▶ _Work to be completed_: Copy out everything from the line containing "Return one point per instance of the quarter" down to the end of the items, keeping each line unchanged.

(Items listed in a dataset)
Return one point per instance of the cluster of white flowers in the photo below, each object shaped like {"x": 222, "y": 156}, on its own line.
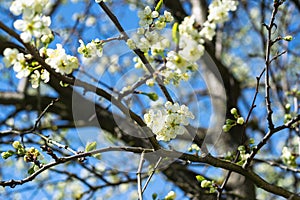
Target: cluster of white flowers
{"x": 219, "y": 10}
{"x": 23, "y": 67}
{"x": 35, "y": 78}
{"x": 170, "y": 196}
{"x": 18, "y": 60}
{"x": 59, "y": 60}
{"x": 191, "y": 44}
{"x": 287, "y": 157}
{"x": 33, "y": 22}
{"x": 147, "y": 17}
{"x": 167, "y": 122}
{"x": 179, "y": 63}
{"x": 92, "y": 49}
{"x": 148, "y": 36}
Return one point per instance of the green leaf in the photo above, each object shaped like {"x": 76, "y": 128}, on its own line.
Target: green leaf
{"x": 62, "y": 84}
{"x": 175, "y": 33}
{"x": 91, "y": 146}
{"x": 97, "y": 156}
{"x": 200, "y": 178}
{"x": 31, "y": 170}
{"x": 154, "y": 196}
{"x": 159, "y": 5}
{"x": 153, "y": 96}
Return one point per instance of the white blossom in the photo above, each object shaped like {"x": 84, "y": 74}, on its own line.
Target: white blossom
{"x": 60, "y": 61}
{"x": 92, "y": 49}
{"x": 10, "y": 56}
{"x": 146, "y": 16}
{"x": 167, "y": 122}
{"x": 37, "y": 26}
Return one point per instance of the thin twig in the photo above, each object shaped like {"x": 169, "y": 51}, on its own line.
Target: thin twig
{"x": 139, "y": 178}
{"x": 88, "y": 87}
{"x": 151, "y": 174}
{"x": 267, "y": 137}
{"x": 138, "y": 52}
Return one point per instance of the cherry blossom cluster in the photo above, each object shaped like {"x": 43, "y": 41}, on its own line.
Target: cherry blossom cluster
{"x": 92, "y": 49}
{"x": 23, "y": 66}
{"x": 33, "y": 22}
{"x": 59, "y": 60}
{"x": 168, "y": 121}
{"x": 148, "y": 36}
{"x": 179, "y": 63}
{"x": 35, "y": 28}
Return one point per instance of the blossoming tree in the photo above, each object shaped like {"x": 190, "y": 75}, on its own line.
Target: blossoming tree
{"x": 149, "y": 99}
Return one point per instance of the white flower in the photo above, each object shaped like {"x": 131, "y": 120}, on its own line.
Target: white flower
{"x": 30, "y": 6}
{"x": 37, "y": 26}
{"x": 90, "y": 21}
{"x": 167, "y": 122}
{"x": 35, "y": 79}
{"x": 168, "y": 16}
{"x": 219, "y": 10}
{"x": 92, "y": 49}
{"x": 176, "y": 62}
{"x": 208, "y": 31}
{"x": 170, "y": 196}
{"x": 192, "y": 51}
{"x": 10, "y": 56}
{"x": 60, "y": 61}
{"x": 21, "y": 66}
{"x": 131, "y": 44}
{"x": 146, "y": 16}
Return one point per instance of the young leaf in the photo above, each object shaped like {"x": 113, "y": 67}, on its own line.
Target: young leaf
{"x": 159, "y": 5}
{"x": 91, "y": 146}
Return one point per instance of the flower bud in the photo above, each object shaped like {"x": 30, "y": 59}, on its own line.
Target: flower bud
{"x": 240, "y": 120}
{"x": 288, "y": 38}
{"x": 16, "y": 144}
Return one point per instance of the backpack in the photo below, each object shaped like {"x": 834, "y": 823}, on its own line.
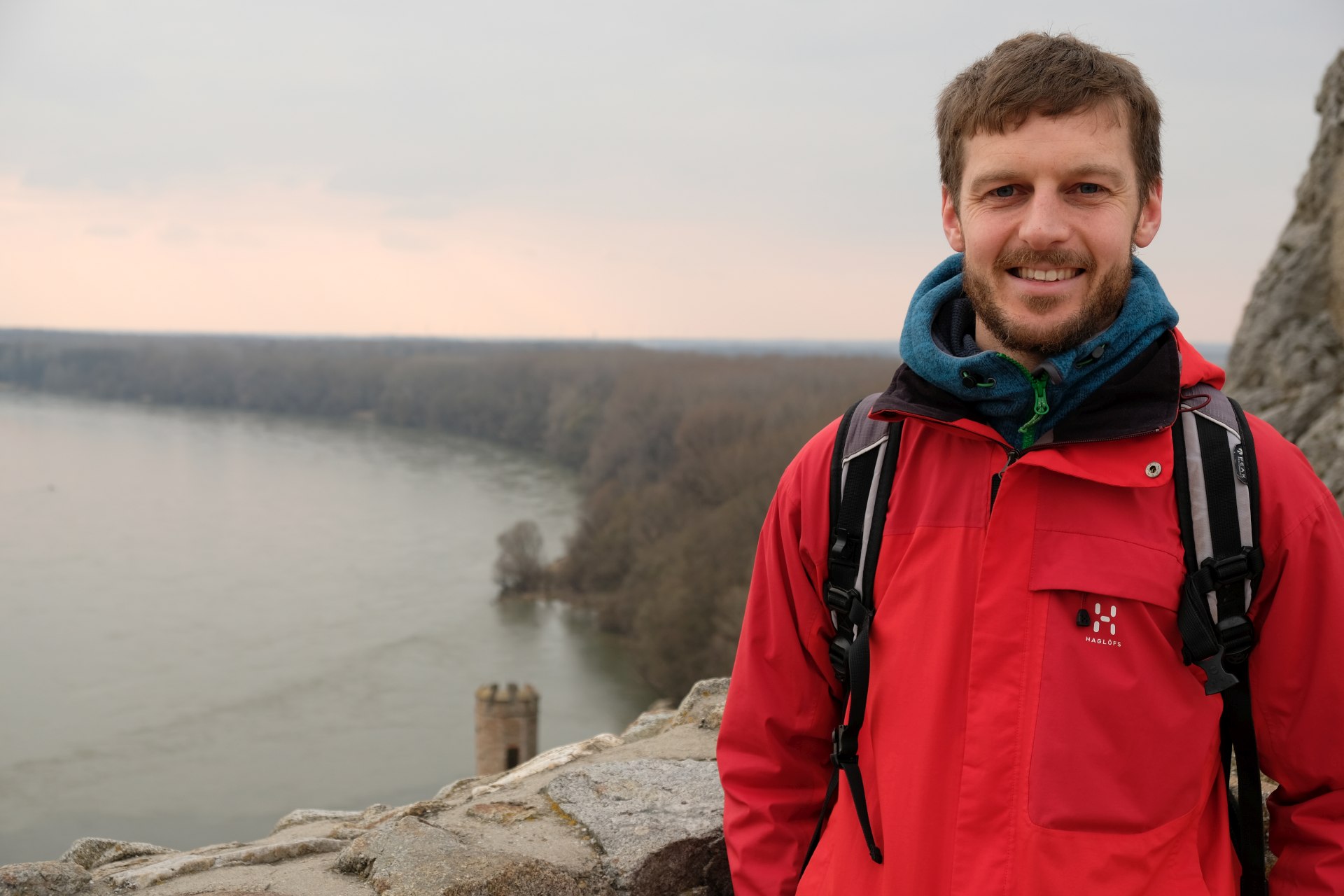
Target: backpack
{"x": 1218, "y": 507}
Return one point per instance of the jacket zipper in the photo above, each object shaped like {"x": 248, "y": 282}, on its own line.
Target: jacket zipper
{"x": 996, "y": 480}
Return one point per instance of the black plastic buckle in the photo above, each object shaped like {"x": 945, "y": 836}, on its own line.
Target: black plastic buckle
{"x": 847, "y": 605}
{"x": 1237, "y": 634}
{"x": 1233, "y": 568}
{"x": 840, "y": 599}
{"x": 844, "y": 547}
{"x": 1218, "y": 679}
{"x": 839, "y": 754}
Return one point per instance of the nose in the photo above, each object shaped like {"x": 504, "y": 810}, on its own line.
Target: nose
{"x": 1046, "y": 220}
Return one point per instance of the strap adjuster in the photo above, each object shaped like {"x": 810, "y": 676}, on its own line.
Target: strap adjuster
{"x": 840, "y": 752}
{"x": 1217, "y": 573}
{"x": 846, "y": 603}
{"x": 1237, "y": 634}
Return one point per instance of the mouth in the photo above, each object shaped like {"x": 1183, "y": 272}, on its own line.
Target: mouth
{"x": 1044, "y": 274}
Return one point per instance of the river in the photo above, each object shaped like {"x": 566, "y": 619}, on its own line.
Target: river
{"x": 210, "y": 618}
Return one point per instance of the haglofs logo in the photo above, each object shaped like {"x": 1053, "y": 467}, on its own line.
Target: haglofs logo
{"x": 1100, "y": 636}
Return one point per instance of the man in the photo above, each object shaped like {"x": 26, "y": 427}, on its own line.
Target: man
{"x": 1007, "y": 748}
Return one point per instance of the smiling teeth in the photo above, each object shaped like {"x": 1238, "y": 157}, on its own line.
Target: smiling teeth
{"x": 1031, "y": 273}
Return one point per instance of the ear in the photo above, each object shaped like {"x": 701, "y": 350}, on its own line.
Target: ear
{"x": 952, "y": 222}
{"x": 1149, "y": 216}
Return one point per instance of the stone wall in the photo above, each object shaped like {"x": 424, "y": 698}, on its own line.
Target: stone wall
{"x": 1288, "y": 360}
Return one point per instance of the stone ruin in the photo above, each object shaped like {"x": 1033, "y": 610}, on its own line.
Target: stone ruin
{"x": 640, "y": 813}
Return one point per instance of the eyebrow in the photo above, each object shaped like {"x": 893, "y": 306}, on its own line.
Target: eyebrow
{"x": 1009, "y": 175}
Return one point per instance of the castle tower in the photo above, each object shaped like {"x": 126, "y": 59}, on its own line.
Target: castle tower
{"x": 505, "y": 727}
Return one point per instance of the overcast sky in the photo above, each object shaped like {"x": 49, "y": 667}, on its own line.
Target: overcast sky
{"x": 571, "y": 169}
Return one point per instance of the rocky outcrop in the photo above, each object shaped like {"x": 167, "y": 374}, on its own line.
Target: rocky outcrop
{"x": 1288, "y": 360}
{"x": 638, "y": 814}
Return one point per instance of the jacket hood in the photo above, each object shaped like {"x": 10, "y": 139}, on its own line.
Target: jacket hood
{"x": 936, "y": 344}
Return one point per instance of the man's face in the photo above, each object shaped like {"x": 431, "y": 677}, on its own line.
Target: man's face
{"x": 1047, "y": 219}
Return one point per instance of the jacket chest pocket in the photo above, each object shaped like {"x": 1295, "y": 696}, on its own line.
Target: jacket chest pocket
{"x": 1124, "y": 731}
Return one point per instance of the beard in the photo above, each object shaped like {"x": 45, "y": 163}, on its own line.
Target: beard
{"x": 1098, "y": 311}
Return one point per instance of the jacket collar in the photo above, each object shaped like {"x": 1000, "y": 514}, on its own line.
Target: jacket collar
{"x": 1132, "y": 410}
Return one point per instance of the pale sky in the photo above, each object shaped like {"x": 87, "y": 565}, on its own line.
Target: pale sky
{"x": 737, "y": 169}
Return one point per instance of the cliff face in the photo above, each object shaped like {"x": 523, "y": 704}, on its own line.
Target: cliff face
{"x": 1288, "y": 360}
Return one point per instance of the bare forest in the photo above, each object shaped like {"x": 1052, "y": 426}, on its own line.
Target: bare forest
{"x": 676, "y": 453}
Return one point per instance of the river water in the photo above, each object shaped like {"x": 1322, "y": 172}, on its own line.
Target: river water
{"x": 211, "y": 618}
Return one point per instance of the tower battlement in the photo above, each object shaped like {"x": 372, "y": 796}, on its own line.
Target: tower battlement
{"x": 505, "y": 727}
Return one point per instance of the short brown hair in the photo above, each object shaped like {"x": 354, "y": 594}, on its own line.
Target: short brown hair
{"x": 1053, "y": 76}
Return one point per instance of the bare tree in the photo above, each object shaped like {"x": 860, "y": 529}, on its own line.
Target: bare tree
{"x": 519, "y": 570}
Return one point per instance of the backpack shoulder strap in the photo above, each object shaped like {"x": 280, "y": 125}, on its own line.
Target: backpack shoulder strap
{"x": 863, "y": 464}
{"x": 1218, "y": 501}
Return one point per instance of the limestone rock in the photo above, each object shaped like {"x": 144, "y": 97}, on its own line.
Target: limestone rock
{"x": 1288, "y": 360}
{"x": 94, "y": 852}
{"x": 704, "y": 706}
{"x": 307, "y": 816}
{"x": 650, "y": 724}
{"x": 657, "y": 821}
{"x": 413, "y": 859}
{"x": 254, "y": 855}
{"x": 507, "y": 813}
{"x": 43, "y": 879}
{"x": 550, "y": 760}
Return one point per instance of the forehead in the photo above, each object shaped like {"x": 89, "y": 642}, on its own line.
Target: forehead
{"x": 1044, "y": 146}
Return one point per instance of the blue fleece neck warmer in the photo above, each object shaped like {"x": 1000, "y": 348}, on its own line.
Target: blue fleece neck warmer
{"x": 939, "y": 344}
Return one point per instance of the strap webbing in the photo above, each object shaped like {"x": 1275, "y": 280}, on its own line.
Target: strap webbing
{"x": 1222, "y": 647}
{"x": 857, "y": 522}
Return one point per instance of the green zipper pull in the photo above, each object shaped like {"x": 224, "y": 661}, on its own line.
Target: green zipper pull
{"x": 1040, "y": 410}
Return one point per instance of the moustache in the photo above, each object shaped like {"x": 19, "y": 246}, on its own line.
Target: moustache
{"x": 1049, "y": 258}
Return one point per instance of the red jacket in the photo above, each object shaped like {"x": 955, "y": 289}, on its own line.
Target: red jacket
{"x": 1006, "y": 748}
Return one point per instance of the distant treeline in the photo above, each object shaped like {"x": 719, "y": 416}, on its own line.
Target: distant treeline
{"x": 678, "y": 453}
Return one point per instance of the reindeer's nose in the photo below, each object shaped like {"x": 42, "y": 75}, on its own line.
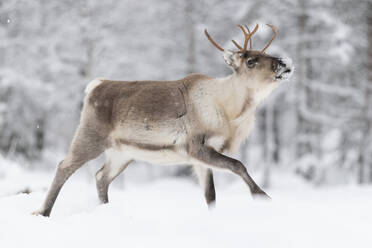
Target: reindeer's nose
{"x": 277, "y": 64}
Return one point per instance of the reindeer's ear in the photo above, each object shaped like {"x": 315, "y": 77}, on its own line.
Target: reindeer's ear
{"x": 231, "y": 59}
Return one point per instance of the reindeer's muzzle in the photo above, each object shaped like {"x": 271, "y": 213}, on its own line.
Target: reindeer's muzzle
{"x": 283, "y": 68}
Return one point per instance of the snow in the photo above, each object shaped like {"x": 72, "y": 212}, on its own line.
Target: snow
{"x": 172, "y": 213}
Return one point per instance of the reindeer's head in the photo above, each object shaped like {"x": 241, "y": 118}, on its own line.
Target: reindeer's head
{"x": 256, "y": 66}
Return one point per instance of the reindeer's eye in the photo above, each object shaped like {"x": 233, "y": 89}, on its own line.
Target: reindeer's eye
{"x": 251, "y": 62}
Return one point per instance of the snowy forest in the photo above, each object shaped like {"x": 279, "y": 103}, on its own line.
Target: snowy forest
{"x": 318, "y": 126}
{"x": 310, "y": 149}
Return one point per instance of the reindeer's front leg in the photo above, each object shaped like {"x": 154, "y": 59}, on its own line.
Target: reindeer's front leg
{"x": 201, "y": 151}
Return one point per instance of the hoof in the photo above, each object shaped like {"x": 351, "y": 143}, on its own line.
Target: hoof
{"x": 40, "y": 212}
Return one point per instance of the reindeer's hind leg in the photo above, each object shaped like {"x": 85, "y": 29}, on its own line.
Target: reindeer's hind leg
{"x": 109, "y": 171}
{"x": 205, "y": 177}
{"x": 87, "y": 144}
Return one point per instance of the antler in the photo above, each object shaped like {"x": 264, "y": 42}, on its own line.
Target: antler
{"x": 275, "y": 33}
{"x": 247, "y": 37}
{"x": 213, "y": 42}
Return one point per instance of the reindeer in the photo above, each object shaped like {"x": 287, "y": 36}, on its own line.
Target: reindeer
{"x": 195, "y": 120}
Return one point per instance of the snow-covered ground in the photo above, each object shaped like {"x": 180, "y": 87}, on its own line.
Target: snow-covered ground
{"x": 172, "y": 213}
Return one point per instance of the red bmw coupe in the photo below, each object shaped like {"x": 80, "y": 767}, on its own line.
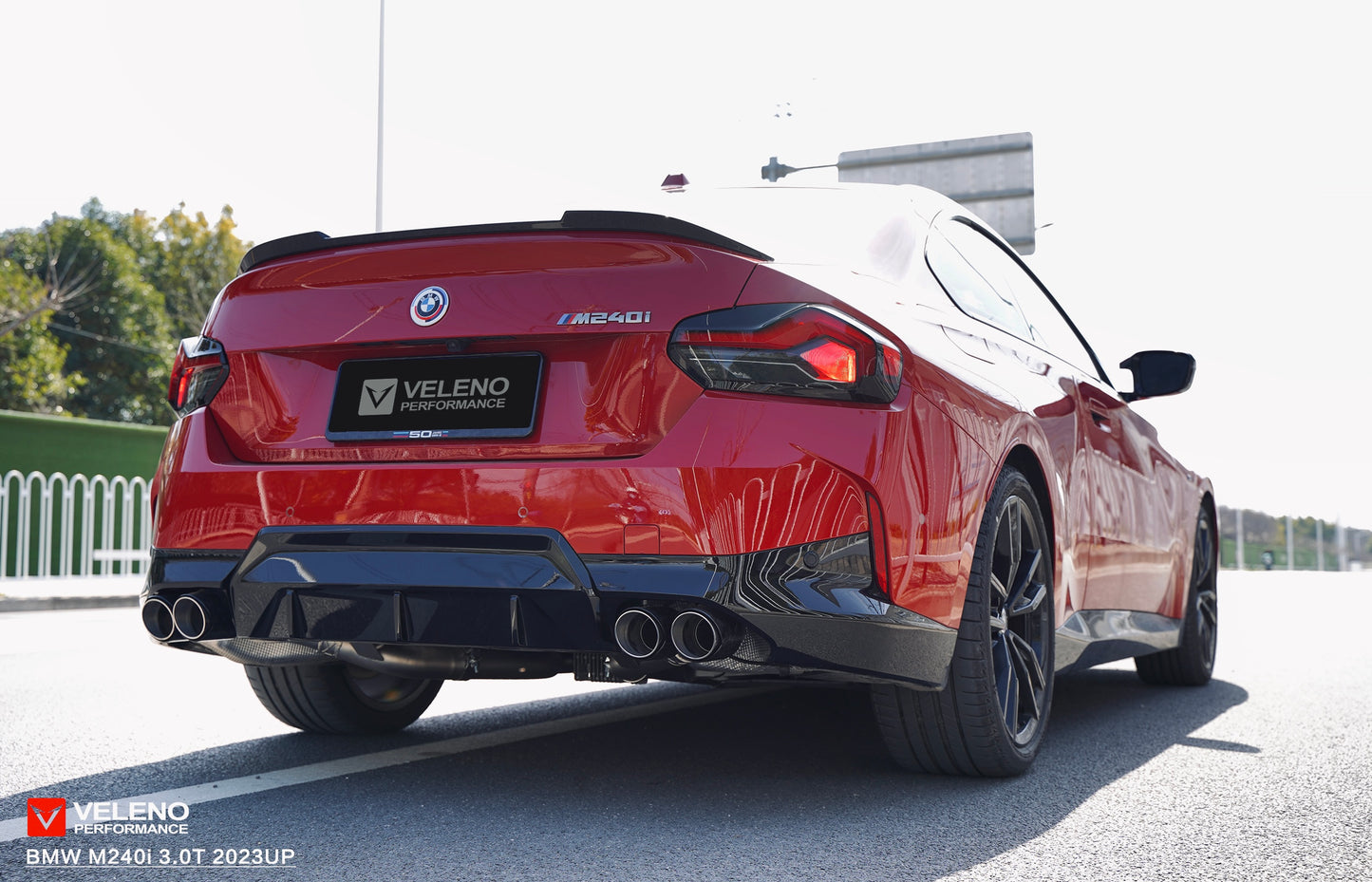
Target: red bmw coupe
{"x": 768, "y": 434}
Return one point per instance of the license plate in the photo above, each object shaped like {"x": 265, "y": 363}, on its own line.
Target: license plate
{"x": 449, "y": 397}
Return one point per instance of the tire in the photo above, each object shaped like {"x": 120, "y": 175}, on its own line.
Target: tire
{"x": 1193, "y": 662}
{"x": 991, "y": 716}
{"x": 341, "y": 700}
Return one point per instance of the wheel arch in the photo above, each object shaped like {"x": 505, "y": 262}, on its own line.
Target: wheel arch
{"x": 1026, "y": 461}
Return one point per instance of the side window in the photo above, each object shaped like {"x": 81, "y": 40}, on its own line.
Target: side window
{"x": 959, "y": 262}
{"x": 1038, "y": 318}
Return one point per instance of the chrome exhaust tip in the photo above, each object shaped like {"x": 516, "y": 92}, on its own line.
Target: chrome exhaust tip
{"x": 194, "y": 614}
{"x": 158, "y": 619}
{"x": 638, "y": 632}
{"x": 696, "y": 635}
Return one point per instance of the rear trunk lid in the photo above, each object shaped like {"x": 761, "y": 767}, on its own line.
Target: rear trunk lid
{"x": 530, "y": 342}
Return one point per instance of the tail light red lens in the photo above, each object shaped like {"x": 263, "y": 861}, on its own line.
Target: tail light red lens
{"x": 788, "y": 348}
{"x": 197, "y": 372}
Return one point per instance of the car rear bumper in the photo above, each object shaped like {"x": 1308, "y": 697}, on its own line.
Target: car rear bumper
{"x": 472, "y": 601}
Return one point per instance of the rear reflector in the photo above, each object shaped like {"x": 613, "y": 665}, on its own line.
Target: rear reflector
{"x": 197, "y": 373}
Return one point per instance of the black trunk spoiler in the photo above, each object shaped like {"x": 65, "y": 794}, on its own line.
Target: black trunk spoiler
{"x": 573, "y": 221}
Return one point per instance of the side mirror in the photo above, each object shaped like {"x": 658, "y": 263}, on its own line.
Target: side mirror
{"x": 1158, "y": 372}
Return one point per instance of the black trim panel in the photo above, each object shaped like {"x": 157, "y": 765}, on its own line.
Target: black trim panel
{"x": 1094, "y": 637}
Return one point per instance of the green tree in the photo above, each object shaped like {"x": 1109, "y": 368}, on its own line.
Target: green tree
{"x": 91, "y": 308}
{"x": 116, "y": 333}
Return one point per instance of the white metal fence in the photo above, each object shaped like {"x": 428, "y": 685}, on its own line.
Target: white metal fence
{"x": 59, "y": 526}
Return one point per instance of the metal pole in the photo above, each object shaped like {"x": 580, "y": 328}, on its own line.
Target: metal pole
{"x": 380, "y": 110}
{"x": 1238, "y": 543}
{"x": 1290, "y": 545}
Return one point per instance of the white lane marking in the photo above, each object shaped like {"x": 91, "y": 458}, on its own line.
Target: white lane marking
{"x": 18, "y": 827}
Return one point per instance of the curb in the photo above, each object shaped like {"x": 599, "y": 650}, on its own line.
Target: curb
{"x": 40, "y": 604}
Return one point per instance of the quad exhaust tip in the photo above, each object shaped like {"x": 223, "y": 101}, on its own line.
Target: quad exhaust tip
{"x": 191, "y": 616}
{"x": 158, "y": 619}
{"x": 696, "y": 635}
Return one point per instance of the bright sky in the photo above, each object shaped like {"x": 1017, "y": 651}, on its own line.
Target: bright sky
{"x": 1203, "y": 165}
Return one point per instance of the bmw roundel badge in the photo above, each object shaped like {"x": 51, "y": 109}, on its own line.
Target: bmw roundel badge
{"x": 428, "y": 306}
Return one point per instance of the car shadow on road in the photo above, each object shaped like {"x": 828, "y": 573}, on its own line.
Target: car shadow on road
{"x": 754, "y": 782}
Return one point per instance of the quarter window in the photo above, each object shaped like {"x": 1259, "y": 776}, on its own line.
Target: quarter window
{"x": 958, "y": 261}
{"x": 968, "y": 264}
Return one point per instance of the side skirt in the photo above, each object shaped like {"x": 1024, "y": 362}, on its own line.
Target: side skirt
{"x": 1094, "y": 637}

▶ _Response to the task_:
Return one point per instance of the quarter window in the photo above, each object shaped like {"x": 1259, "y": 776}, on its own line.
Target: quarter window
{"x": 958, "y": 261}
{"x": 968, "y": 264}
Return one point per instance of the side skirt in the photo above, each object shaped like {"x": 1024, "y": 362}, on its own line.
Target: side skirt
{"x": 1094, "y": 637}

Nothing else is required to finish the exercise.